[Required action]
Repeat the listing that follows without a single change.

*** Data for this exercise ***

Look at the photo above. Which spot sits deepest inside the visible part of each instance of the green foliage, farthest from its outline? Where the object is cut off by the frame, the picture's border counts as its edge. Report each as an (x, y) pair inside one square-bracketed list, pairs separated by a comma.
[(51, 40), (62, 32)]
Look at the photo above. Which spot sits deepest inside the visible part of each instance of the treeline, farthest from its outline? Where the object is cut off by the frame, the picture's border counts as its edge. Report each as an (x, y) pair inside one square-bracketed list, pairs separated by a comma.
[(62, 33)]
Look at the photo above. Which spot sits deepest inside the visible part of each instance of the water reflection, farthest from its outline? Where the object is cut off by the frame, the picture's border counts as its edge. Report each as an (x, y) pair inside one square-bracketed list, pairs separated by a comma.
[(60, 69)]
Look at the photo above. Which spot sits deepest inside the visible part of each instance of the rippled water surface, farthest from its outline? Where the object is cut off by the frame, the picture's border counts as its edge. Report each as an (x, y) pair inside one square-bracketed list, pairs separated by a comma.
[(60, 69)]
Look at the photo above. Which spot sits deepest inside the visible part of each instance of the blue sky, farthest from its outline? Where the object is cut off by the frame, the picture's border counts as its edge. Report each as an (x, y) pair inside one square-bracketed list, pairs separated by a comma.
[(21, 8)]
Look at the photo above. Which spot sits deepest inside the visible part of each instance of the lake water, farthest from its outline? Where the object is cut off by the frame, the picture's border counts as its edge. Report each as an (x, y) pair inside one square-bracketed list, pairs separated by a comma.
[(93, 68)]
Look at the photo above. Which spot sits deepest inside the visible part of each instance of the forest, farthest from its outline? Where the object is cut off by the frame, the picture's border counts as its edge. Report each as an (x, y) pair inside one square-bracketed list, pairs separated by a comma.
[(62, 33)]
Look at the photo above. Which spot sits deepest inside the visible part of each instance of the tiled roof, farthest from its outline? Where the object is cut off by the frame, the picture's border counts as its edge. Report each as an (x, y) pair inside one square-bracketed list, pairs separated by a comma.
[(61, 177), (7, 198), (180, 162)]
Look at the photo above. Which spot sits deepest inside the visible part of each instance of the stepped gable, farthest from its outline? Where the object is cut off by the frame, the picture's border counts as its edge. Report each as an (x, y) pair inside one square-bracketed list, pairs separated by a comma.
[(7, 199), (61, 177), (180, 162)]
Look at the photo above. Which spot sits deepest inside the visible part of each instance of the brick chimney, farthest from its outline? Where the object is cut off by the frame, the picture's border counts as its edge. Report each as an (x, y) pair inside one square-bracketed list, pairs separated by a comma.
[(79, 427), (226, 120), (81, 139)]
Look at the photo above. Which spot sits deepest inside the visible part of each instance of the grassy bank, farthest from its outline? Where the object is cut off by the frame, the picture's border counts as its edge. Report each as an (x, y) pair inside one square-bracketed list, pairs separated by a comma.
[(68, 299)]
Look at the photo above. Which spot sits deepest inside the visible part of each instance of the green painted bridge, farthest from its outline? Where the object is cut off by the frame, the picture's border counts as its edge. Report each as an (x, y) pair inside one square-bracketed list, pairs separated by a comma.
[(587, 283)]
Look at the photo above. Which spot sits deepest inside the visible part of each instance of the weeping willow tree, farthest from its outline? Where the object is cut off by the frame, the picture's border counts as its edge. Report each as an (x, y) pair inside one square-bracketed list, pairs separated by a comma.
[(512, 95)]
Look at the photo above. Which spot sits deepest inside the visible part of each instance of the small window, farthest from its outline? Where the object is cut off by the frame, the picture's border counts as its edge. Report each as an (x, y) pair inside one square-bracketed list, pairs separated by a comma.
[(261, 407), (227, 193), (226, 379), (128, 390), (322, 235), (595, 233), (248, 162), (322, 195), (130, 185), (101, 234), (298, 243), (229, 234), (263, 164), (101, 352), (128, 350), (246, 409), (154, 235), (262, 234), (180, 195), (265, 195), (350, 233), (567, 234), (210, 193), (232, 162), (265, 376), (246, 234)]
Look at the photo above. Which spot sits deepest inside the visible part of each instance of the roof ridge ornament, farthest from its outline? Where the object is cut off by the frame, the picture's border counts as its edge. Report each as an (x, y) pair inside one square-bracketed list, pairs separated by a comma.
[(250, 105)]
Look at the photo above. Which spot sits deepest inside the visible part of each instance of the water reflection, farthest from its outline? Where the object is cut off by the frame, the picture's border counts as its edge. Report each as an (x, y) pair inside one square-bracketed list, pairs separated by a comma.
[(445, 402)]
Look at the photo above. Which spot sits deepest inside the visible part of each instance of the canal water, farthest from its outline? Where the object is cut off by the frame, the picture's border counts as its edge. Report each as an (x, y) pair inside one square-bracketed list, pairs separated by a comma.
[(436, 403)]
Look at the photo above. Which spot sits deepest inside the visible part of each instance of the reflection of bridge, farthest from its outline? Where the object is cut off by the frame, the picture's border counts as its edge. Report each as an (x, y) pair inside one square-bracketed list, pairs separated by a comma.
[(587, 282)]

*** End of Data for this exercise ***

[Solution]
Look at the photo above. Which spot sits deepest inside the visible part of each instance of the green foliage, farthest from its outline? Where the object is cut off by the frame, the picture's border counts as its edge. Report each as an (x, y) pair inside one square-bracketed list, pairs separated by a comma.
[(51, 40), (62, 32)]
Look at the photo above. Which spot sits deepest inside the visible part of each instance of the treeline, farthest from its outline? Where the object is cut off by the frame, the picture's border counts as its edge. Report each as an (x, y) pair inside one square-bracketed list, pairs separated by a comma.
[(62, 33)]
Look at the photo above. Which spot sits deepest inside the visible part of each instance of the water reflection, farthest from its outline? Where the object is cut off by the frame, the picture's border counts as its edge. Report each as an (x, y) pair inside one square-bracketed list, pairs separated by a comma.
[(60, 69)]
Look at the photo above. Which spot sits deepest inside the visible part of each instance of the rippled water surface, farthest from its outline? Where the object is cut off by the frame, the picture's border counts as its edge. Report each as an (x, y) pair inside one square-bracketed list, pairs separated by a comma.
[(60, 69)]
Look at the photo above. Which spot sits deepest inside the visible part of each instance of the blue sky, farthest from its outline? Where the object is cut off by the frame, the picture's border counts as its edge. Report each as an (x, y) pair inside one square-bracketed list, pairs separated by a comma.
[(21, 8)]
Look at the photo above. Which spot sits deepest inside the visible part of each instance of the lake water, farthest from its outline? Where the object is cut off by the frame, the picture's border counts as its edge. Report each as an (x, y) pair inside one square-bracketed list, pairs separated by a comma.
[(93, 68)]
Look at the photo above. Which spot sits deepest inside the visible part of each instance of the forest, farthest from its outline? Where the object is cut off by the frame, the picture's border counts as its edge. Report each as an (x, y) pair inside one square-bracketed list, pairs separated by a comma.
[(62, 33)]
Look at the photo above. Which spot sits deepest inside the visible part of each instance of the tiled roof, farthest from its outline? Where the object is cut off by the frame, the picture's border counts as its edge. Report each as an (x, y) pair inside one square-bracketed list, pairs separated by a comma.
[(61, 177), (7, 198), (180, 162)]
Look at the photo above. Which spot sits deepest inside the visible part of each instance of the stepped gable, farthest from its outline? Where the object is cut off by the frame, the picture's border counts as its edge. Report each as an (x, y) pair inside one square-bracketed list, pairs separated by a comma.
[(7, 199), (61, 177), (180, 162)]
Look at the photo above. Which spot sits deepest inside the visible part of each instance of the brick chimney, farthest from its outline? Where the object is cut off by the frame, the picture's border counts as its edge. Report each as an (x, y) pair inside one square-bracketed list, pairs separated by a comma.
[(79, 427), (226, 120), (81, 139)]
Look at the photo above. Which spot sits deepest inside the visible part of each instance of the grassy bank, farthest from its outline? Where the object is cut off by the frame, the picture's border counts as its edge. Report each as an (x, y) pair inside one square-bracketed list, pairs separated by a comma.
[(68, 299)]
Look at the photo above. Which spot sits deepest inside the visible part of each instance of the green painted bridge, farthest from its outline? Where the object is cut off by the frame, the picture's border counts as its edge. Report each as an (x, y) pair inside one square-bracketed list, pairs separated by a comma.
[(587, 283)]
Look at the photo above. Which spot sits deepest inside the visible part of each instance of the weeping willow tree, farthest from its outline? Where the object is cut off by the frame, the picture's border counts as its edge. Report each as an (x, y) pair inside one square-bracketed list, pairs separated by a comma.
[(512, 95)]
Look at the photo above. Which spot sits deepest inside the visible part of each instance of the small window, farthest from its outline? Where the object is cut off by the frame, the picture's border counts as its edge. Report each as an (x, y) pair inside one square-bracketed list, pairs separated by a comma.
[(261, 407), (227, 193), (226, 379), (128, 390), (322, 235), (595, 233), (248, 162), (322, 195), (130, 185), (101, 234), (298, 243), (229, 234), (263, 164), (101, 352), (128, 350), (246, 409), (154, 235), (262, 234), (180, 195), (265, 195), (350, 233), (567, 234), (210, 193), (232, 162), (265, 376), (246, 234)]
Look at the photo above. Which spot sits deepest inside the visible part of each instance of the roof ridge ornament, farthest from its outline? Where the object is cut off by the frame, the picture's border counts as its edge. Report each as an (x, y) pair inside one square-bracketed list, pairs separated by a comma.
[(250, 105)]
Look at the photo above. Which spot sits deepest inside the visible part of each instance of the water reflection, farthest from its outline? Where the object is cut off by the frame, the picture's border counts as its edge. Report each as an (x, y) pair inside one square-bracketed list, pairs separated by a comma.
[(445, 402)]
Look at the photo above. Which spot sits deepest inside the visible part of each instance of the canal water, farthest from its outline? Where the object is cut off by the frame, the picture's border counts as its edge. Report each as an (x, y) pair inside one square-bracketed list, pairs separated by a comma.
[(436, 403)]
Look at the photo above. Which spot sits deepest inside the visible part of each instance of the reflection of bridge, farthest from its outline? Where the object is cut off by the frame, the picture's border counts as its edge. Report each as an (x, y) pair inside one square-bracketed list, pairs separated by a comma.
[(587, 282)]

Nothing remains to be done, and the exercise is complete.